この話題について、「ABC工事区分」で検索すると、解説ページが山のように出てくるので、今さら自分が書くことはないかなと思いました。

しかし、自分が設計者として経験してきたことを振り返れば、設計初心者が気をつけておくべきことの要点を効率よく伝えられるかなと思ったので記しておきます。

事業主の方も知っておいた方が良いだろう情報もありますので、是非お読みください。お忙しい方は目次の「B工事は高い?」に飛んでいただければと思います。


ABC工事区分の基本

色々記事があるとはいえ、まずは大前提だけは書いておく必要があるでしょう。
ABC工事区分とは、ビルオーナーとテナントが存在する建物において、テナント入居時に、以下に挙げる工事が発生することを言います。

・オーナーが自己負担かつ自分で工事業者を手配する工事
・テナントが自己負担で、オーナーが指定した工事業者に依頼する工事
・テナントが自己負担で、テナントが指定した工事業者に依頼する工事

3つ並べましたが、これらを上から順に「A工事」「B工事」「C工事」と呼称します。表にまとめると以下のようになります。

B工事の列を青文字にしたのには意味があります。

普段新築建物を設計している人、あるいは一戸建て建物のリノベーションを設計している人は、自分とクライアントそしてそのどちらかが指定する工事業者以外に、工事に関わる人が存在することがありません。

それはこの表でいうと「C工事」のみを手掛けていることになります。

しかしB工事が発生するとなると、自分(とクライアント)以外が指定する工事業者が強制的にプロジェクトに参加することになり、また費用もこちらで支払うことになります。

そして工事においてもビルオーナー指定の業者とテナントサイドが同時に工事に入るため、文字にするだけでもややこしそうに思います。

* [指示内容] ABC工事区分についての抜粋本文のうち、「それはこの表でいうと「C工事」のみを手掛けていることになります。」で始まり「でもややこしそうに思います。」まで続く部分を、一字も変えずに写すこと。

* [提供資料]
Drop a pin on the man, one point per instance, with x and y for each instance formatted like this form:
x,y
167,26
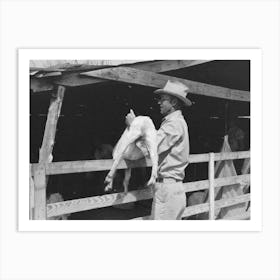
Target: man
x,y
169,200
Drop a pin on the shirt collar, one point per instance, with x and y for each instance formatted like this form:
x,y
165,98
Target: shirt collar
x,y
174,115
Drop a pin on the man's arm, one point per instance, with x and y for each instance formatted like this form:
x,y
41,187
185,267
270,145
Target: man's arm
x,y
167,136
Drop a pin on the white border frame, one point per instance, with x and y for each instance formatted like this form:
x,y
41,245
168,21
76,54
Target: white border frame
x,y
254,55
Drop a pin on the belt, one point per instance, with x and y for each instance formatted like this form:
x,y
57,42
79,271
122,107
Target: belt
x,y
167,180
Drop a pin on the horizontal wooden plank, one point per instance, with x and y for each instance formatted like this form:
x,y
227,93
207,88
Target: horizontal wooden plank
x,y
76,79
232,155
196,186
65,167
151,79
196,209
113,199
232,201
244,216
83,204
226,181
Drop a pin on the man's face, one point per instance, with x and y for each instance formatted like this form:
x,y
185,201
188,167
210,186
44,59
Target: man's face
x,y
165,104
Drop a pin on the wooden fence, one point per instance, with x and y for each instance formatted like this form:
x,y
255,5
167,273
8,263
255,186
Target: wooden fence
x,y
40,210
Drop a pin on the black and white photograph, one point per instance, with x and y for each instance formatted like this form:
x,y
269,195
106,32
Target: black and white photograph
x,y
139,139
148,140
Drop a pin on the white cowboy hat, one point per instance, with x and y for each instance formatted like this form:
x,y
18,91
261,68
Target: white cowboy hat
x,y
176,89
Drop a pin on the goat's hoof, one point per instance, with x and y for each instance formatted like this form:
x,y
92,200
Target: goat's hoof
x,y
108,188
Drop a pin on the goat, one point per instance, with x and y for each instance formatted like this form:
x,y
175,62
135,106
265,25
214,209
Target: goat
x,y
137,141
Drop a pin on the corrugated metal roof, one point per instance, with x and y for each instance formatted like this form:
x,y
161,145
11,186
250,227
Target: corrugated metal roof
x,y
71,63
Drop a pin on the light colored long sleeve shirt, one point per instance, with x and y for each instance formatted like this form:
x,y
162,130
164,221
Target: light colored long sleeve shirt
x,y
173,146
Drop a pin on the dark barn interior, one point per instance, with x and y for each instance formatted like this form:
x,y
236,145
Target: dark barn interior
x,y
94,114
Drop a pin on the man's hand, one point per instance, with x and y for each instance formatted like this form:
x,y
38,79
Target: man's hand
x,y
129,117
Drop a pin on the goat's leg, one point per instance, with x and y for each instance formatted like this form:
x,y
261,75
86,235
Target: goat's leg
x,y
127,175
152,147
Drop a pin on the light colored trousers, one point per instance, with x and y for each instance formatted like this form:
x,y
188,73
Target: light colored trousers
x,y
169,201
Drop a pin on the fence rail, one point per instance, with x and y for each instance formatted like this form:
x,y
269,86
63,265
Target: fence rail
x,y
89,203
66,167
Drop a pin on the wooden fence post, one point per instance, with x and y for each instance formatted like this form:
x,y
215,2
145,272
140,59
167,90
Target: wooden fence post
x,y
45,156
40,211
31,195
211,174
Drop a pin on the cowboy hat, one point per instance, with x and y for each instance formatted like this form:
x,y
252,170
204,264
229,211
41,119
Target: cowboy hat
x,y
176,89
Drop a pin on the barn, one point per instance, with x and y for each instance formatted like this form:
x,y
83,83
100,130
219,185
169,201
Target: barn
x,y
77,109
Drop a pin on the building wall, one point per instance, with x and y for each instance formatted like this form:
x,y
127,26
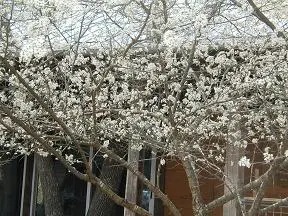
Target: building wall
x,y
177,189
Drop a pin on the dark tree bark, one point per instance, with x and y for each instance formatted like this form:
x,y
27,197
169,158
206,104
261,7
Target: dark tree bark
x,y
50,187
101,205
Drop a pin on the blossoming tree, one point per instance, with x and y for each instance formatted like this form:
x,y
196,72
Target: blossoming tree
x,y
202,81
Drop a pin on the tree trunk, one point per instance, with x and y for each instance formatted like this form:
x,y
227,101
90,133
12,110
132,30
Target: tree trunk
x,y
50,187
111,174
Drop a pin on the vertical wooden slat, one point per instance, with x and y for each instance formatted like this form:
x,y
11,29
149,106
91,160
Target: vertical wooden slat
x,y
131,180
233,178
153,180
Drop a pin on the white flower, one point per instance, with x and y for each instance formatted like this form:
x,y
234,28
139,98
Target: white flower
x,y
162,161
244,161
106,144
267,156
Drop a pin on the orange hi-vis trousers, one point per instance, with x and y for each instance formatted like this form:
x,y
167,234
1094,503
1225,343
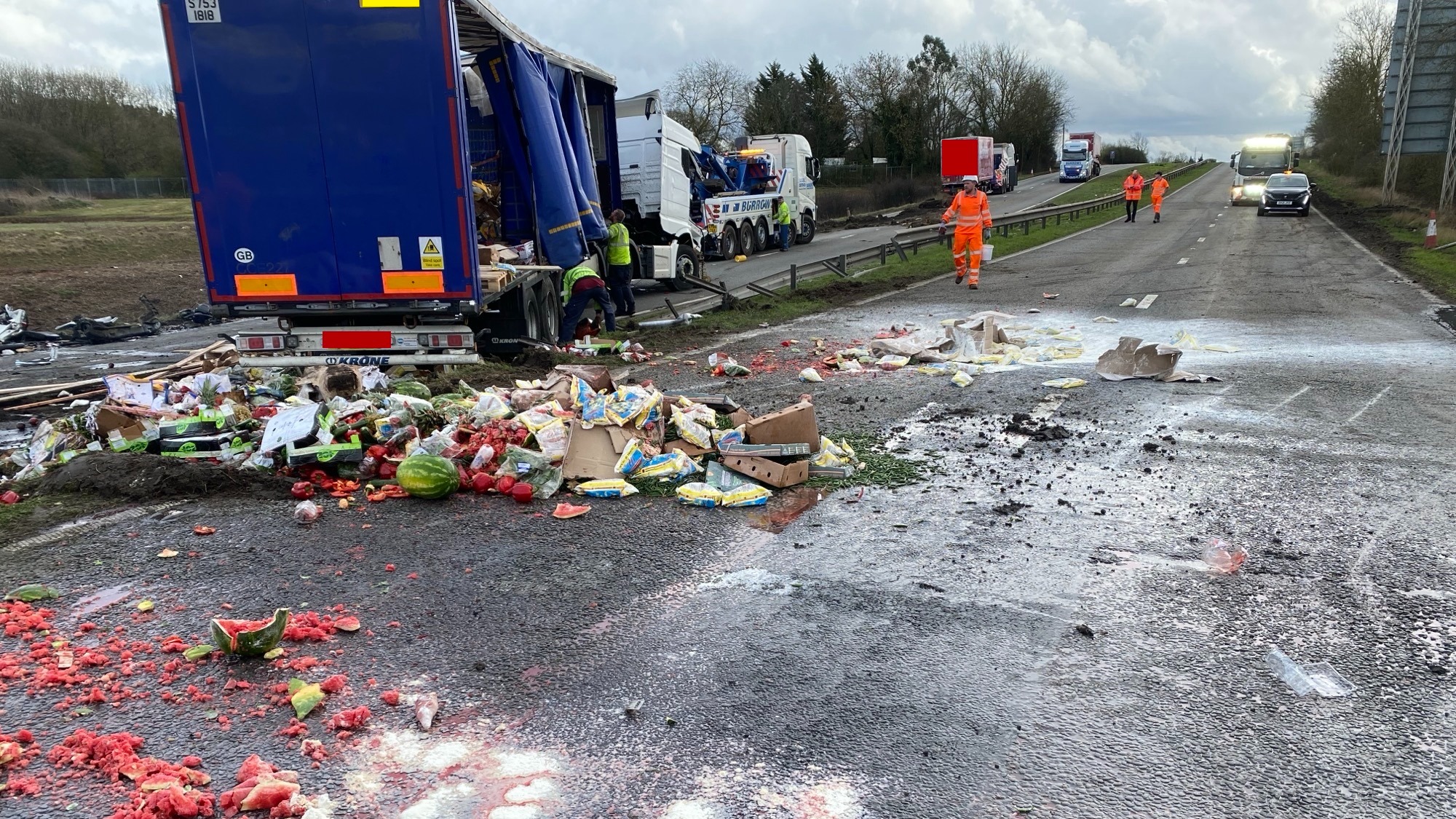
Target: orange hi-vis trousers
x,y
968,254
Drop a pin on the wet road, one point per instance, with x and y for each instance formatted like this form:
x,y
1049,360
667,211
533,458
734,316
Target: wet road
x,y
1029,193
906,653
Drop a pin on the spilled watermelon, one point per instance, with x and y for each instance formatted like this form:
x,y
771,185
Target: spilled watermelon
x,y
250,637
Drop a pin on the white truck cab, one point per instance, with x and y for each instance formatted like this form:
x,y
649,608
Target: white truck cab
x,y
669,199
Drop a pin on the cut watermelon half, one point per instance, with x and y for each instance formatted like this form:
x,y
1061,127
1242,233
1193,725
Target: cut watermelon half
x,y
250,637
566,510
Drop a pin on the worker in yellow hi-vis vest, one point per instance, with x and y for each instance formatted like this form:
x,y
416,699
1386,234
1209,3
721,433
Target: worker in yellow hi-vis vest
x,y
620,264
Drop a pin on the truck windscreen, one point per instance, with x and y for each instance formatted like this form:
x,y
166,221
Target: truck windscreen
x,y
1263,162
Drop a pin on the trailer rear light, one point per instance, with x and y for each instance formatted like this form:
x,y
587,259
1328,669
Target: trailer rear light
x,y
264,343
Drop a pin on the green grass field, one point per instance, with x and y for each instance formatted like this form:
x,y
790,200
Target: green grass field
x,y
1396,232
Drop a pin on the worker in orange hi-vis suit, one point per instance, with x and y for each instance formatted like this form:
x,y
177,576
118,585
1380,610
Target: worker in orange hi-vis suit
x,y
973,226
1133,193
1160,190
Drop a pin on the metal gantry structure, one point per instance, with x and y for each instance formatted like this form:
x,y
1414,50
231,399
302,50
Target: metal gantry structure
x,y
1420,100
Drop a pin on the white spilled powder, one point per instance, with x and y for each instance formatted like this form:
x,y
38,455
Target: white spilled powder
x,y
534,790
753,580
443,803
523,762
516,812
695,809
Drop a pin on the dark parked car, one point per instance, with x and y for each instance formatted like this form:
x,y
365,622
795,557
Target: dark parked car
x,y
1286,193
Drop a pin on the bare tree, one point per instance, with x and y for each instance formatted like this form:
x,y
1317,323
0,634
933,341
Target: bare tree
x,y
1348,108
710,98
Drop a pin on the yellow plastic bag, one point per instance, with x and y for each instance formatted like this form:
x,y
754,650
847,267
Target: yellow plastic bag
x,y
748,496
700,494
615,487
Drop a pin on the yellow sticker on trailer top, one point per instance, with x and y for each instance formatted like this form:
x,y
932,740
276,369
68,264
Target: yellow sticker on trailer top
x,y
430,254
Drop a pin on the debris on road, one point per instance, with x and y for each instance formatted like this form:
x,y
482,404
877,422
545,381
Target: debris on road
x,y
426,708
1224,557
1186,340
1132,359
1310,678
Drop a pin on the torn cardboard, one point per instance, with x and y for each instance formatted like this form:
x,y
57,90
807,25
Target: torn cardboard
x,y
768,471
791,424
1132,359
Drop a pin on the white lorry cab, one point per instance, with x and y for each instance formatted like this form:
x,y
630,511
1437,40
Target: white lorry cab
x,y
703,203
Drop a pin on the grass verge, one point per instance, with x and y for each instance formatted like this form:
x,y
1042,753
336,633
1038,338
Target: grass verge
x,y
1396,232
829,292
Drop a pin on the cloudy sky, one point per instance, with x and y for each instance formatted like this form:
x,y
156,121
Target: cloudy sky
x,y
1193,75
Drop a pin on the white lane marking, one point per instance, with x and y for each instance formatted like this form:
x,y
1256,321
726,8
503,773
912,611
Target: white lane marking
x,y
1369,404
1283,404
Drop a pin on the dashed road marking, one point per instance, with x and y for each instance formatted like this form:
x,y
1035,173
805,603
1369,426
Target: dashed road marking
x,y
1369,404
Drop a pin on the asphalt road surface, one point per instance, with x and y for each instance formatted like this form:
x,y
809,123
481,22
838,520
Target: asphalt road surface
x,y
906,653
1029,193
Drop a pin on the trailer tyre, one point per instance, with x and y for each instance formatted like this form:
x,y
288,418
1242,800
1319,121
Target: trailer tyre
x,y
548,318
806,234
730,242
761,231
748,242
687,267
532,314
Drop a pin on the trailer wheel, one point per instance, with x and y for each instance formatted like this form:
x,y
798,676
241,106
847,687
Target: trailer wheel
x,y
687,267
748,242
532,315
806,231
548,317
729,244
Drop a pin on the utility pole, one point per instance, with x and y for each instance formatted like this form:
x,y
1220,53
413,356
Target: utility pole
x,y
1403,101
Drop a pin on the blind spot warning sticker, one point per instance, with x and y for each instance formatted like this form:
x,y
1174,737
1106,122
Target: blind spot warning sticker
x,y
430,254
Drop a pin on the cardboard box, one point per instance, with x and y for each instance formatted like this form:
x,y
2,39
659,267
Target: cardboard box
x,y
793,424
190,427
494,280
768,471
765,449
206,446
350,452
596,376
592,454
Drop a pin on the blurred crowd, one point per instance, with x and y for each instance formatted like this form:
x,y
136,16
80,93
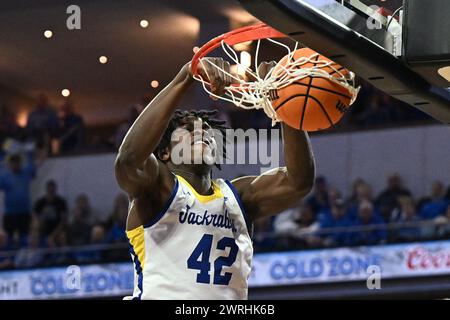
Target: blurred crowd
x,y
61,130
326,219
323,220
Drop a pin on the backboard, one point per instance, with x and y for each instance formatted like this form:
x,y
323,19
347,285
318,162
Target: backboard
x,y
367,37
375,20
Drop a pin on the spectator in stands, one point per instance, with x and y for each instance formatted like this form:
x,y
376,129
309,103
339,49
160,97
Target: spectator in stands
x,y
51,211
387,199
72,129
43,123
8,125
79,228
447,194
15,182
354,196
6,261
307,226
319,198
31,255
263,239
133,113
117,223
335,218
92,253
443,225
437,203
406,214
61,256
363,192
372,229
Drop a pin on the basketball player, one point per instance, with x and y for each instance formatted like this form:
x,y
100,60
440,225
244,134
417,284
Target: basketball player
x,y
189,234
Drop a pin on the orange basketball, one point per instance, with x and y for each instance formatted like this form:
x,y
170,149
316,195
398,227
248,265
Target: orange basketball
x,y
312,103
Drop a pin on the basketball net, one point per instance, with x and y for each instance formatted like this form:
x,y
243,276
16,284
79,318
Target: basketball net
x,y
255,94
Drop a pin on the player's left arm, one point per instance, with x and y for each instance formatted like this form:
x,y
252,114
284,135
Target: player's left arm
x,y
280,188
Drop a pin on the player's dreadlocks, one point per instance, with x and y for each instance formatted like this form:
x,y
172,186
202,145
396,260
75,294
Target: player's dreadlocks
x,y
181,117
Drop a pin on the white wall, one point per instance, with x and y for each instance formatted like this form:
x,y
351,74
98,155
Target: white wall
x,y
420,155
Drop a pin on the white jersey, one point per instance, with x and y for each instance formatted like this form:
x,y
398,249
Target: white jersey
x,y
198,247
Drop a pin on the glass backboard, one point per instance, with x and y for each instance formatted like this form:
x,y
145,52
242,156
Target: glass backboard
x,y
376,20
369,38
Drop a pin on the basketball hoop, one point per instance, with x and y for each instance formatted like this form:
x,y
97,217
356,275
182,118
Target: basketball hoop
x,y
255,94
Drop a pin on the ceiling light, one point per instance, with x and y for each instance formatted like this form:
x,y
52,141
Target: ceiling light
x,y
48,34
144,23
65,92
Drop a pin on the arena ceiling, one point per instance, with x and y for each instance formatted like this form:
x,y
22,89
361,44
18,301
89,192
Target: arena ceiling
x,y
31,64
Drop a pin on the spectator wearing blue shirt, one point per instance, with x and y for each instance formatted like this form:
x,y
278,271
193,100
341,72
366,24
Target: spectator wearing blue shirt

* [解答全文]
それはこの表でいうと「C工事」のみを手掛けていることになります。

しかしB工事が発生するとなると、自分(とクライアント)以外が指定する工事業者が強制的にプロジェクトに参加することになり、また費用もこちらで支払うことになります。

そして工事においてもビルオーナー指定の業者とテナントサイドが同時に工事に入るため、文字にするだけでもややこしそうに思います。